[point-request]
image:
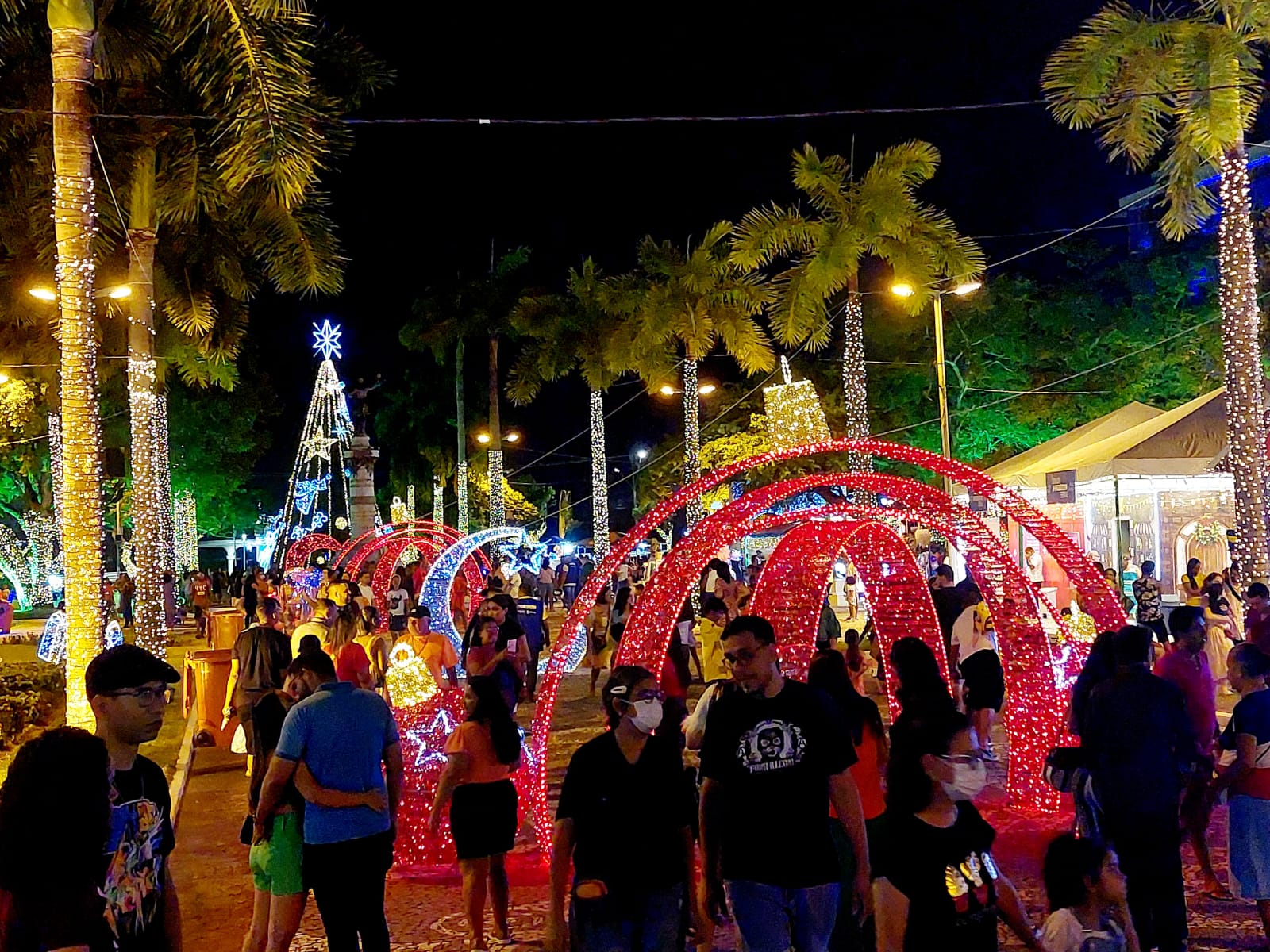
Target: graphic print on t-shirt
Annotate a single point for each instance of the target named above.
(972, 880)
(772, 746)
(133, 873)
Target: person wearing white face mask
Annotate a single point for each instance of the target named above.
(622, 898)
(937, 885)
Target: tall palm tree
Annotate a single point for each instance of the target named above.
(73, 25)
(876, 216)
(474, 310)
(687, 301)
(562, 333)
(1187, 82)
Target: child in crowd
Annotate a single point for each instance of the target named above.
(1089, 899)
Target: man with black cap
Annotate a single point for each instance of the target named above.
(127, 689)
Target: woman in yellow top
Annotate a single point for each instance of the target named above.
(597, 638)
(1191, 584)
(483, 753)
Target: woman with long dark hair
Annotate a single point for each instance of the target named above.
(55, 819)
(629, 898)
(937, 877)
(483, 753)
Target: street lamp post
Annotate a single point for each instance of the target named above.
(960, 290)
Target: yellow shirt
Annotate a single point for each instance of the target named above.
(711, 651)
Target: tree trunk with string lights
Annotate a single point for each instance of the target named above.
(152, 630)
(1245, 378)
(598, 478)
(73, 29)
(691, 438)
(497, 505)
(855, 378)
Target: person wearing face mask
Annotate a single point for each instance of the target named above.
(1140, 747)
(632, 898)
(937, 884)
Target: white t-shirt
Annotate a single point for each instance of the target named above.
(398, 601)
(1064, 933)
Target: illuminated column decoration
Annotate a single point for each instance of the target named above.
(794, 412)
(186, 522)
(75, 226)
(163, 486)
(691, 438)
(1245, 380)
(152, 630)
(497, 507)
(440, 579)
(318, 497)
(855, 378)
(55, 465)
(598, 478)
(461, 495)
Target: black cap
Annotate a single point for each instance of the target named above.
(126, 666)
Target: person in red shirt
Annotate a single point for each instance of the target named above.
(1187, 668)
(1257, 620)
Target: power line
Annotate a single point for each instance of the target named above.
(671, 118)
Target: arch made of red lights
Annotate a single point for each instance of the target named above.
(1035, 679)
(1083, 575)
(302, 551)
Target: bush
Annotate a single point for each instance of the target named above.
(29, 695)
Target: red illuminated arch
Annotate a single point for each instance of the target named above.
(1102, 602)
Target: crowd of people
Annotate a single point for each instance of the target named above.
(806, 822)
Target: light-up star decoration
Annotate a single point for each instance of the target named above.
(327, 340)
(319, 447)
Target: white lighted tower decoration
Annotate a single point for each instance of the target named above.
(318, 495)
(598, 478)
(691, 438)
(1241, 347)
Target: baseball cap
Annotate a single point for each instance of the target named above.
(126, 666)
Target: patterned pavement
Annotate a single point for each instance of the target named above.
(211, 871)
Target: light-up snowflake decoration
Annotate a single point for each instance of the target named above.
(327, 340)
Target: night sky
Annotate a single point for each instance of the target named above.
(419, 203)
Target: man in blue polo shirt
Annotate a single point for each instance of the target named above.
(348, 740)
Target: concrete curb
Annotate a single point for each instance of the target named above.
(184, 762)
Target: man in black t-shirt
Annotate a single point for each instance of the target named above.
(775, 755)
(127, 689)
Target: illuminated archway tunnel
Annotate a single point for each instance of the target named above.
(1085, 578)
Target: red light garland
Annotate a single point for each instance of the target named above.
(1100, 601)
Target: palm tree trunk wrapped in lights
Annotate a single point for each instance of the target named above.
(1241, 347)
(148, 520)
(694, 512)
(598, 478)
(74, 29)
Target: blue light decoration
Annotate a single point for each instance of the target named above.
(327, 340)
(435, 592)
(306, 493)
(52, 641)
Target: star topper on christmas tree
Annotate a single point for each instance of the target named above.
(327, 340)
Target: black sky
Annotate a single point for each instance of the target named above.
(419, 203)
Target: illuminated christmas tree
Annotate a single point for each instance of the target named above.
(318, 495)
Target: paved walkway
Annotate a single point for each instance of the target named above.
(211, 871)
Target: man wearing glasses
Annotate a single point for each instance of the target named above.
(127, 689)
(776, 744)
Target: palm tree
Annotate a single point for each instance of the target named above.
(562, 333)
(690, 300)
(73, 25)
(876, 216)
(1187, 83)
(474, 310)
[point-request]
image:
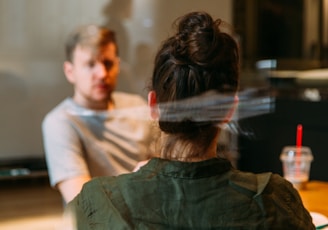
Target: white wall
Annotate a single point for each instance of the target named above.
(32, 35)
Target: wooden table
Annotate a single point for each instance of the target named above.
(315, 197)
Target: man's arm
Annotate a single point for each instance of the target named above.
(71, 187)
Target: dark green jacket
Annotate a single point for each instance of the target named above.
(199, 195)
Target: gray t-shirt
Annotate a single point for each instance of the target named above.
(79, 141)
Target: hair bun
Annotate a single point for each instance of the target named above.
(196, 38)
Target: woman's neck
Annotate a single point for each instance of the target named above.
(187, 151)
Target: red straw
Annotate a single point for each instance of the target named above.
(299, 136)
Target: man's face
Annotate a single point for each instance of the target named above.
(93, 75)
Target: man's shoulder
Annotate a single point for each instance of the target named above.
(58, 112)
(123, 99)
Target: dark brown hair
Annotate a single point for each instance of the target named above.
(199, 58)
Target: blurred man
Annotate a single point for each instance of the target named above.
(89, 134)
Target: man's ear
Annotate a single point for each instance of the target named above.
(232, 109)
(152, 103)
(68, 70)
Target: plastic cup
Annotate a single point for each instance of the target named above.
(296, 163)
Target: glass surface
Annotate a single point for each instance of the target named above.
(32, 39)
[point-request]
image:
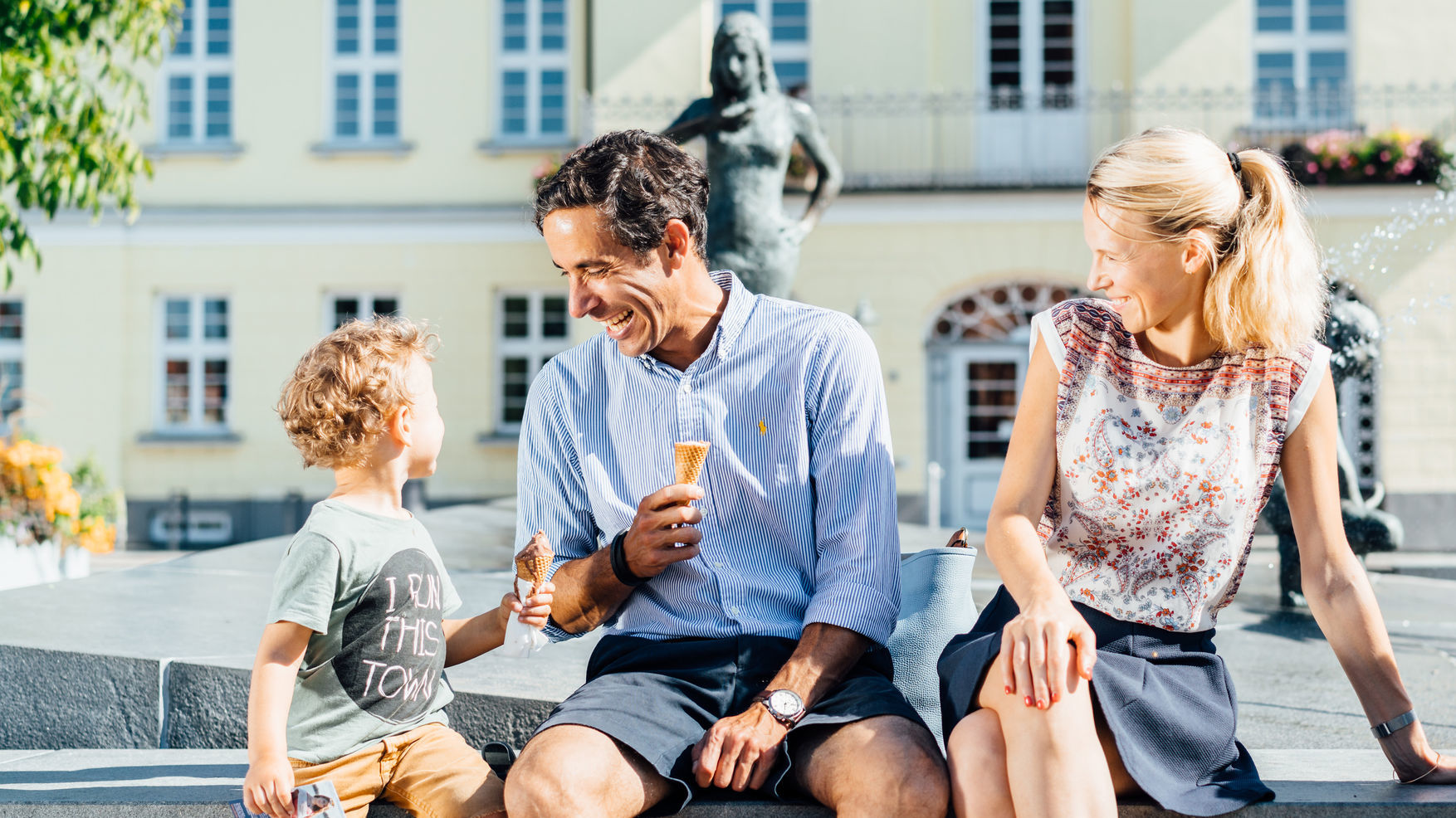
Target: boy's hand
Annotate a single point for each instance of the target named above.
(268, 788)
(533, 611)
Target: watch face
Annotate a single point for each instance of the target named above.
(785, 704)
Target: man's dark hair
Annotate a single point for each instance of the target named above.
(637, 181)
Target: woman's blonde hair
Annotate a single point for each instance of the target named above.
(1266, 287)
(344, 391)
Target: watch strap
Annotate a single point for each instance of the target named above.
(1386, 728)
(619, 562)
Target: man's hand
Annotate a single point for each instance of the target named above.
(739, 752)
(268, 788)
(662, 530)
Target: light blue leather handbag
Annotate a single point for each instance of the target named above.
(935, 604)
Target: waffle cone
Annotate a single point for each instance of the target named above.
(689, 457)
(535, 561)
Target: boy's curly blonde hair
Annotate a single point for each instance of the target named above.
(345, 389)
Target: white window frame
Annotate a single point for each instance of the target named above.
(1297, 42)
(781, 51)
(197, 349)
(533, 61)
(198, 66)
(361, 296)
(12, 351)
(535, 347)
(366, 65)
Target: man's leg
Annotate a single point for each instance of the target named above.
(577, 772)
(872, 767)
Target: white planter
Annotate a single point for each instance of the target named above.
(42, 562)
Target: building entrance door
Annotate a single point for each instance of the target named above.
(1033, 124)
(986, 387)
(977, 354)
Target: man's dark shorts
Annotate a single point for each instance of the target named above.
(660, 698)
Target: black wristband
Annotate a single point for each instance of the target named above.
(619, 562)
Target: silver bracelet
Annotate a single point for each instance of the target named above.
(1386, 728)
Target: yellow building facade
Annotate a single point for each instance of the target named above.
(318, 159)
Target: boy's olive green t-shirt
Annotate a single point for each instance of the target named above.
(374, 592)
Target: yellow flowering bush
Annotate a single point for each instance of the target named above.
(38, 499)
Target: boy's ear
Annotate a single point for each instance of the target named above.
(399, 426)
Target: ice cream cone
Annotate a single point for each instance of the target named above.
(689, 457)
(535, 561)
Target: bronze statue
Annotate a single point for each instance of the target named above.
(750, 129)
(1353, 334)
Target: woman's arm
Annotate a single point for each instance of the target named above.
(695, 119)
(1034, 645)
(828, 175)
(1340, 594)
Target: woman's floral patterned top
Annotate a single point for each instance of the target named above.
(1160, 470)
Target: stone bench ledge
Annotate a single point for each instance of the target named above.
(198, 783)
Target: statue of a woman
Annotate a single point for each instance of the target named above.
(750, 129)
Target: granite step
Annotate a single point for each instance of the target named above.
(198, 783)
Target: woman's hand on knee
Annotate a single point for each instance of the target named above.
(1038, 650)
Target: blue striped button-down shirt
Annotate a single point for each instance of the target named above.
(799, 509)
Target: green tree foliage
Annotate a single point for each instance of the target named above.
(69, 100)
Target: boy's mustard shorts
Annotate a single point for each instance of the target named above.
(430, 772)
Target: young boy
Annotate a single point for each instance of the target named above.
(349, 681)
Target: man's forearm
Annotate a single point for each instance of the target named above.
(826, 652)
(587, 592)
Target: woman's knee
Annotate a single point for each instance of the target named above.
(976, 744)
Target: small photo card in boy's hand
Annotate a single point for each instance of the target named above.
(318, 800)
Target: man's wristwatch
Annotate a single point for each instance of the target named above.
(784, 705)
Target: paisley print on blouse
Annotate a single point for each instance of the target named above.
(1160, 470)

______

* TRY IT: Your answer should consist of the lines from the line with "Target: silver bracelet" to the line with "Target: green tree foliage" above, repeated exactly, both ends included.

* RESULT OF THIS TASK:
Target: silver bracelet
Annotate a single point for each instance of the target named above.
(1386, 728)
Target: yellow building facade
Annotate a single point for each instance of the target named above.
(318, 159)
Target: boy's olive green t-shirt
Annotate a single point for each instance of the target named above.
(374, 592)
Target: yellow flowering bush
Annotate a single point for each instance of the target named above.
(38, 499)
Target: boy's ear
Annotate a single point for each instance of the target named above.
(399, 426)
Target: ice cream cone
Annotate a single point for each instance of the target named above.
(689, 457)
(535, 561)
Target: bronze statue
Annotate a single point for each instance of the target named above.
(750, 129)
(1353, 334)
Target: woman's arm
Annotate a single point for each instance of the target named above.
(695, 119)
(1034, 645)
(828, 175)
(1340, 594)
Target: woman's floral patterned top
Annotate a single point for each instance of the target named above.
(1160, 470)
Target: stone bench ledge
Annotate a single point for each instance of the target named above.
(198, 783)
Target: statue of a woman
Annotate a single point for each instance of the target named above.
(750, 129)
Target: granite step
Annotate a single point for each instance of the target named above.
(198, 783)
Target: woman's hand on knee
Annotate a single point for each instance of the target named above.
(1038, 650)
Target: blue striped button-down shirt
Annotate a single point for each instance of the target named above.
(799, 509)
Target: green tree foliage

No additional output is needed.